*** Estratto del documento
Sentenza Sentenza Cassazione Civile n. 6668 del 09/03/2020

Cassazione civile sez. VI, 09/03/2020, (ud. 18/12/2019, dep. 09/03/2020), n.6668

LA CORTE SUPREMA DI CASSAZIONE

SEZIONE SESTA CIVILE

SOTTOSEZIONE T

Composta dagli Ill.mi Sigg.ri Magistrati:

Dott. LUCIOTTI Lucio – Presidente –

Dott. ESPOSITO Antonio Francesco – Consigliere –

Dott. CROLLA Cosmo – Consigliere –

Dott. DELL’ORFANO Antonella – Consigliere –

Dott. RAGONESI Vittorio – rel. Consigliere –

ha pronunciato la seguente:

ORDINANZA

sul ricorso 30210-2018 proposto da:

AGENZIA DELLE ENTRATE 06363391001, in persona del Direttore pro

tempore, elettivamente domiciliata in ROMA, VIA DEI PORTOGHESI 12,

presso l’AVVOCATURA GENERALE DELLO STATO, che la rappresenta e

difende ope legis;

– ricorrente –

contro

BRACCINI & CARDINI SRL, in persona del legale rappresentante pro

tempore, elettivamente domiciliata in ROMA, PIAZZA CAVOUR, presso la

CORTE DI CASSAZIONE, rappresentata e difesa dall’Avvocato GRAZIELLA

FERRARONI;

– controricorrente –

avverso la sentenza n. 468/9/2018 della COMMISSIONE TRIBTUARIA

REGIONALE della TOSCANA, depositata il 08/03/2018;

udita la relazione della causa svolta nella camera di consiglio non

partecipata del 18/12/2019 dal Consigliere Relatore Dott.ssa

ANTONELLA DELL’ORFANO.
******
*** Materiale fornito
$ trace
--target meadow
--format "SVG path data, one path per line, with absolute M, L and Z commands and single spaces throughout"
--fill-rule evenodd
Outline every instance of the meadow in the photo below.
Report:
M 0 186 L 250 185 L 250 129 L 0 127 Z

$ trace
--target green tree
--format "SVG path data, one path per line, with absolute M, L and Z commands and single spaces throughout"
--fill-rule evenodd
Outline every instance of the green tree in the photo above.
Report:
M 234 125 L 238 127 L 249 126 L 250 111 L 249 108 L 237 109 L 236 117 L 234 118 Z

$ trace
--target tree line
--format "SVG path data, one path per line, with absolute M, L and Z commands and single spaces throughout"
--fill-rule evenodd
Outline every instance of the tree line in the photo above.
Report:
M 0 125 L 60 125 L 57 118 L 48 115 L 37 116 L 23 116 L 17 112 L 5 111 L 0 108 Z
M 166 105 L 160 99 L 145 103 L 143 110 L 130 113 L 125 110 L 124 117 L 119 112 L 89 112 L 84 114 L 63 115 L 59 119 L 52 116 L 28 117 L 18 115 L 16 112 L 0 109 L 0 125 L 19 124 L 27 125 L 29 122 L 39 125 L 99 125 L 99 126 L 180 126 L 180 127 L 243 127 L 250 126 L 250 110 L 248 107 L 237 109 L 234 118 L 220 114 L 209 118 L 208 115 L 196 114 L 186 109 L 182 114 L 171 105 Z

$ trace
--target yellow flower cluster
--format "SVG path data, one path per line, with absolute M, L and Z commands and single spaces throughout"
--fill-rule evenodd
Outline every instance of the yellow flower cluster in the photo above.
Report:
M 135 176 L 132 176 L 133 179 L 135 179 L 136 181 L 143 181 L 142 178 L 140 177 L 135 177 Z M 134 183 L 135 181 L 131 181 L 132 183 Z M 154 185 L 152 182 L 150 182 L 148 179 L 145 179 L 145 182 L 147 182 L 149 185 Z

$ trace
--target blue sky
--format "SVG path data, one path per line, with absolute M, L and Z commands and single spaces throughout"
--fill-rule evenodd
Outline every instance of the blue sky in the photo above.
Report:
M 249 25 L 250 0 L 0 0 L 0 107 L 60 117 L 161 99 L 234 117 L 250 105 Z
******
*** Materiale fornito
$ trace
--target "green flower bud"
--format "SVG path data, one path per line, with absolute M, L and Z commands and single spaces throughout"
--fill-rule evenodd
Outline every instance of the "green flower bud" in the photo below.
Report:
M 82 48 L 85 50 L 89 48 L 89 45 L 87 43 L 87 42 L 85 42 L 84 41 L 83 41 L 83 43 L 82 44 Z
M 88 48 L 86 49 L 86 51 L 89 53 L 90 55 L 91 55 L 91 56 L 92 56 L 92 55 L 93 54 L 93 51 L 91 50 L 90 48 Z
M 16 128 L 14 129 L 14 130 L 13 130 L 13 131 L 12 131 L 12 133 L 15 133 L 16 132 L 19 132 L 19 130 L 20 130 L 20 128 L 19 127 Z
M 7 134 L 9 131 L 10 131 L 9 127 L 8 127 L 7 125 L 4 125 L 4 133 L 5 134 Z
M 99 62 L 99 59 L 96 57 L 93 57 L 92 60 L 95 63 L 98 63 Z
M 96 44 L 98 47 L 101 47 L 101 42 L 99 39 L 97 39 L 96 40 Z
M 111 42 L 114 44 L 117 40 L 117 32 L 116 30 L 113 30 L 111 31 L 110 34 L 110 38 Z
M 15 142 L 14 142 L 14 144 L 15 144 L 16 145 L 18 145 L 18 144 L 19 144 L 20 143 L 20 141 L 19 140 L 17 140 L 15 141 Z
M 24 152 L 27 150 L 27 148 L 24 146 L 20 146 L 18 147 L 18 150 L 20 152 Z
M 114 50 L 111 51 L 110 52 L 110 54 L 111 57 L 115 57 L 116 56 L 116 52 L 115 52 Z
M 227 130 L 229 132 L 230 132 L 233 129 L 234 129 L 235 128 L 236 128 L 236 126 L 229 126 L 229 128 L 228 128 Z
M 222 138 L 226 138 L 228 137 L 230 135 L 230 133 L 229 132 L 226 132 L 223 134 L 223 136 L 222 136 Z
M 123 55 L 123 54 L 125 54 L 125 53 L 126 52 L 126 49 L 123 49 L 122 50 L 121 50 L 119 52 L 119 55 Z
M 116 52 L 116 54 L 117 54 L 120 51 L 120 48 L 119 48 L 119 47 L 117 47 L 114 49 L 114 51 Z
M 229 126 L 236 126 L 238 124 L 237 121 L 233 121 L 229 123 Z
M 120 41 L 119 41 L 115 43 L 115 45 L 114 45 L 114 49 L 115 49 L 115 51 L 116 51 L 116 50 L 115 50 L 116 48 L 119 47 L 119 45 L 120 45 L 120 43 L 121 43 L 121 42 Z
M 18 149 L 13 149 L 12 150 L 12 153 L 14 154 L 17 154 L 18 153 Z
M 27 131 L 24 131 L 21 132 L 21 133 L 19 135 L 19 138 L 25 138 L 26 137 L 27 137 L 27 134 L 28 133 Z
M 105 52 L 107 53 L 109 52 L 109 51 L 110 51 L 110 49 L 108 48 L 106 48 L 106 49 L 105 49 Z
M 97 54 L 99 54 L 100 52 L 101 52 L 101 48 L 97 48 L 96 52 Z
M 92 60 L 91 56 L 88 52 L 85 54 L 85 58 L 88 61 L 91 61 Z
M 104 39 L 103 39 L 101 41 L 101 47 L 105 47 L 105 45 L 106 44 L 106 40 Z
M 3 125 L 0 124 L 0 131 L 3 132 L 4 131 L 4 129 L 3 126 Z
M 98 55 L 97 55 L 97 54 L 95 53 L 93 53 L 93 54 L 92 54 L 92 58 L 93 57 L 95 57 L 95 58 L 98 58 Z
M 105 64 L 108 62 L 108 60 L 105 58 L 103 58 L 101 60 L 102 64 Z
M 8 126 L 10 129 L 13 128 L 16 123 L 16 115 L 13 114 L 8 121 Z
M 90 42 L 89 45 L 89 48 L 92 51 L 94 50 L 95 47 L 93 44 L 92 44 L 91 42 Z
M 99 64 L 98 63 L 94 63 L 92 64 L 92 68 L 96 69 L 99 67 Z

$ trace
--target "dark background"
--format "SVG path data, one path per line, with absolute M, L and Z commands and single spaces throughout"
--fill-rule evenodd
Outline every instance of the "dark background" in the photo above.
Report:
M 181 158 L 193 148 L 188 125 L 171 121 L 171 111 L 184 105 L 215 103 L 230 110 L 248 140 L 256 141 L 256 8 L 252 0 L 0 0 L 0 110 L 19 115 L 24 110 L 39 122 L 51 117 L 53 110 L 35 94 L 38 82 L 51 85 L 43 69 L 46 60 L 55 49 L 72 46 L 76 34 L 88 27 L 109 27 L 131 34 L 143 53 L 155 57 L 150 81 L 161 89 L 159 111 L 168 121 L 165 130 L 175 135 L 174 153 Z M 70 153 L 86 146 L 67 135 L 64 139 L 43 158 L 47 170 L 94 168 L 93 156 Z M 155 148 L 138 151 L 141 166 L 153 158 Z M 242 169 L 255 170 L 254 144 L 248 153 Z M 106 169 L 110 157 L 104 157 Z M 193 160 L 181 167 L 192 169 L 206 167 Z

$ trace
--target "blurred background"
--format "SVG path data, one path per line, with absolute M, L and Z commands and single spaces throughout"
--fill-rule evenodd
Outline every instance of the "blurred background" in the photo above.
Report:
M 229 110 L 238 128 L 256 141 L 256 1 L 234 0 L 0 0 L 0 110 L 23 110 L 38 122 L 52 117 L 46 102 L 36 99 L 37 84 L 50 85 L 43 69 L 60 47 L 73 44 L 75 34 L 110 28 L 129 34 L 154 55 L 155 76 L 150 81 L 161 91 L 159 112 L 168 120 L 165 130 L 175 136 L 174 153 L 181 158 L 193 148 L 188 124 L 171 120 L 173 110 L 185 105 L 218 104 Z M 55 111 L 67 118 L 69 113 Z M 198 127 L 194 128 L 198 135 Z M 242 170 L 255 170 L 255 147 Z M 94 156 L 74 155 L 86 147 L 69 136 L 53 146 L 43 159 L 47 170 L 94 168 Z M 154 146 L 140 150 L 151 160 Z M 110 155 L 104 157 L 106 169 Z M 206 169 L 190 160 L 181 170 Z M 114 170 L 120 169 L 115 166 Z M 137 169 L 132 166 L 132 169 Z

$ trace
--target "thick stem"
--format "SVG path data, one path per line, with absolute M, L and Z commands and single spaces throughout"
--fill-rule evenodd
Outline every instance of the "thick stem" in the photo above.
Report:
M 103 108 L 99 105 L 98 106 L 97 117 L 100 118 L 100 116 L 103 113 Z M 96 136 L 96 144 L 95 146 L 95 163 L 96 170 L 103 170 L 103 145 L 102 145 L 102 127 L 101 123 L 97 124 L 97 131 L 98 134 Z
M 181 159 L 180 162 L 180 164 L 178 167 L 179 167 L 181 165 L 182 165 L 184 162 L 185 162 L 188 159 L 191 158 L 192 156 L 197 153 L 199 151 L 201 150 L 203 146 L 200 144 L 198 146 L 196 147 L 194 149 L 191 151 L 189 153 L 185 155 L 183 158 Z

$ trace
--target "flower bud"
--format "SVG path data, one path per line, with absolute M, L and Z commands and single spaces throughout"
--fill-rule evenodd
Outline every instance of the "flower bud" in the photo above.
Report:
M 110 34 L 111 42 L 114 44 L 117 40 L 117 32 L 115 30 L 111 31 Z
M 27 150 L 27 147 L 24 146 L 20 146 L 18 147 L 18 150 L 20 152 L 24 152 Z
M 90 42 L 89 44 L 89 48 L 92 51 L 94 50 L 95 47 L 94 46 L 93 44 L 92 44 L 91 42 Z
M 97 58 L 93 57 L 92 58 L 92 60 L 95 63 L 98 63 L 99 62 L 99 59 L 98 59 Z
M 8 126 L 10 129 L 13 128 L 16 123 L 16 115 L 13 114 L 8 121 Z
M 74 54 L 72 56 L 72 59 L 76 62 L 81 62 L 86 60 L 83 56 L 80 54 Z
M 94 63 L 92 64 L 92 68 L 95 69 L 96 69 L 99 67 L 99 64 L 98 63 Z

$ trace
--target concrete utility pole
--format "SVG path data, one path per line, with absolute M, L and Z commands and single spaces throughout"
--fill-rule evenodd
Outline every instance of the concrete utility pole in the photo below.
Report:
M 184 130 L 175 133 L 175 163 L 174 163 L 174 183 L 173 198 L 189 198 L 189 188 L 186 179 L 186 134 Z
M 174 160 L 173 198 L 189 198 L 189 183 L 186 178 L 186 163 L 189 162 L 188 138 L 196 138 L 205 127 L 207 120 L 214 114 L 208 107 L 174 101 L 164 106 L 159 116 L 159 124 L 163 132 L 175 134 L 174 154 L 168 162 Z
******
*** Materiale fornito
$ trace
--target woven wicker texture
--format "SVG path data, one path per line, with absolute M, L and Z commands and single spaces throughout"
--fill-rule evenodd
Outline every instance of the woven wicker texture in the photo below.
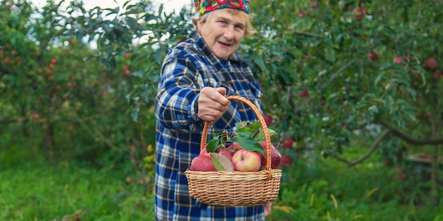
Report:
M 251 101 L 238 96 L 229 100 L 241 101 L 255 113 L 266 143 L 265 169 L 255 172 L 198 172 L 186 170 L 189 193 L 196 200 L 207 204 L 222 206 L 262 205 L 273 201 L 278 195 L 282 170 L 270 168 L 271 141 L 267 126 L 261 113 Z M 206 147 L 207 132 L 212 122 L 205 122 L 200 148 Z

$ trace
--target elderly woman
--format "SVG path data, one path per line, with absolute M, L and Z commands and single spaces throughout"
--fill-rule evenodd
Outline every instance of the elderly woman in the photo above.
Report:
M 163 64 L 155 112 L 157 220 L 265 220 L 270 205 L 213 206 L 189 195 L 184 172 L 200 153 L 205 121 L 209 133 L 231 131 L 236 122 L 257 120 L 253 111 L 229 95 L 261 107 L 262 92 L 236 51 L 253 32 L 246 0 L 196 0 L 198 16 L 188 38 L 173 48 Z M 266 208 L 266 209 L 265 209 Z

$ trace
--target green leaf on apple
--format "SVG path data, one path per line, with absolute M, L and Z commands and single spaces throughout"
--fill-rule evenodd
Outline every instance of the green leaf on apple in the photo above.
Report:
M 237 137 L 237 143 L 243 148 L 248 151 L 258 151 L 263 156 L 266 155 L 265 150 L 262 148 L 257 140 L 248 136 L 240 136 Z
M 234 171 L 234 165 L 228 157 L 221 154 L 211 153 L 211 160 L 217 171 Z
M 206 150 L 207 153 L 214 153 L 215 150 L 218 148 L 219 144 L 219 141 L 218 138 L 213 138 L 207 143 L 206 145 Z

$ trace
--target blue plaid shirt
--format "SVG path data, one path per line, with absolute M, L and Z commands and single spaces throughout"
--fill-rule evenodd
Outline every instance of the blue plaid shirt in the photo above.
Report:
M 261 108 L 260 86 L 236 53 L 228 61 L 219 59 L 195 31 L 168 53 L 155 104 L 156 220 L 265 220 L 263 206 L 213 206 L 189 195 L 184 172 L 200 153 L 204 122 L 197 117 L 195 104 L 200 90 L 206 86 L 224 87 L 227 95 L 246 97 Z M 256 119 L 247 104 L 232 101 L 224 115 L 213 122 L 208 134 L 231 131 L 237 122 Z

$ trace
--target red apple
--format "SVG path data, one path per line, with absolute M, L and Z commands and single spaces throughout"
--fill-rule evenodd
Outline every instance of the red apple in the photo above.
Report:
******
> **Obiettivo A**:
In base all'ordinanza della Cassazione, risponda alle seguenti domande:
(i) Quale magistrato presiede il collegio?
(ii) Qual è il numero del ricorso proposto dall'Agenzia delle Entrate?
(iii) Da quale avvocato è rappresentata e difesa la società controricorrente?
> **Obiettivo B**: Completi la parte successiva dell'ordinanza della Cassazione, riprendendo dopo l'ultima frase riportata.
I record provengono da una fonte diversa.

> **Risposta attesa A**:
(i) Il Dott. Lucio Luciotti.
(ii) Il ricorso n. 30210-2018.
(iii) Dall'Avvocato Graziella Ferraroni.

> **Risposta attesa B**:
Fatto

RILEVATO

CHE:

l’Agenzia delle Entrate ricorre per la cassazione della sentenza indicata in epigrafe, con cui la Commissione Tributaria Regionale della Toscana aveva accolto l’appello proposto avverso la sentenza n. 1022/2014 della Commissione Tributaria Provinciale di Firenze in rigetto del ricorso proposto dalla società Braccini & Cardini S.r.L. avverso avviso di accertamento relativo a rettifica imposte IRPEF IRAP IVA 2004-2005;

l’Ufficio finanziario ha proposto ricorso per cassazione, affidato ad unico motivo, denunciando, ai sensi dell’art. 360 c.p.c., comma 1, n. 3, “violazione e falsa applicazione del D.P.R. n. 600 del 1973, art. 43, comma 3 e del D.P.R. n. 633 del 1972, art. 57, comma 3, all’epoca vigenti”;

la società contribuente resiste con controricorso.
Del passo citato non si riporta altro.